Exercise material:
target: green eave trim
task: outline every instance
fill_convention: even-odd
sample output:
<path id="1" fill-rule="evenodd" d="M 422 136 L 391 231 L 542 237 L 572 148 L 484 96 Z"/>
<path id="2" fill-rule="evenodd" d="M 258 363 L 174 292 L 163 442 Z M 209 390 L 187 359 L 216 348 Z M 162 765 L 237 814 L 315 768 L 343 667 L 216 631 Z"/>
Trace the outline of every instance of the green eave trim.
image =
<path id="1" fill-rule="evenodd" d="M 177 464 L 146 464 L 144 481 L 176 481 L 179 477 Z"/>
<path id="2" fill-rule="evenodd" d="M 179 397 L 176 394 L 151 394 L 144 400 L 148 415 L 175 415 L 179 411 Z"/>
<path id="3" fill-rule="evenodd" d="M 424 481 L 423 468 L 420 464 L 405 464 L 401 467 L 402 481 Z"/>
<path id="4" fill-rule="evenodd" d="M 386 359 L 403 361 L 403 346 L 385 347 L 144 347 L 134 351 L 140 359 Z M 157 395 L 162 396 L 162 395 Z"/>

Given task: Filter the data above, keeping every line that contains the word "eave". Treat case as significant.

Solution below:
target: green eave trim
Trace the outline of every instance of the green eave trim.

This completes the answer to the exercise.